Task requirements: Rewrite the entries below with every "sofa seat cushion" replaced by "couch cushion" and everything else unchanged. Leave the pictures out of your answer.

Dataset records:

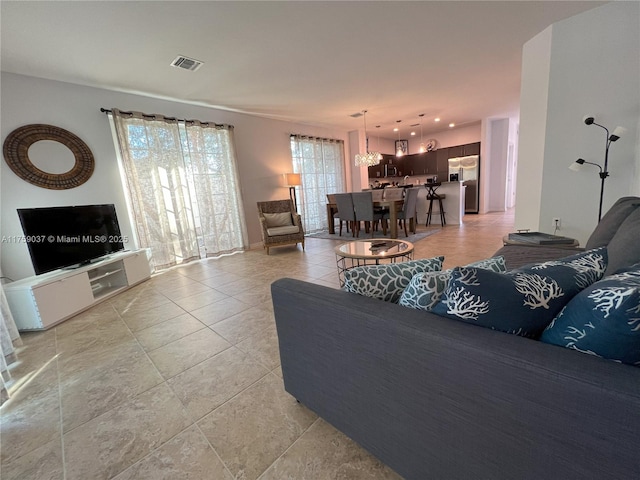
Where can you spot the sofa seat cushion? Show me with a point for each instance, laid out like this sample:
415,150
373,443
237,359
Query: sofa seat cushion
603,319
387,282
624,247
425,289
523,301
286,230
282,219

Full answer:
Where can you spot the couch cushion? Show me with a point for each instance, laid out like this sample:
415,150
373,443
237,359
Query: couch cushion
603,319
387,282
624,247
425,289
523,301
286,230
282,219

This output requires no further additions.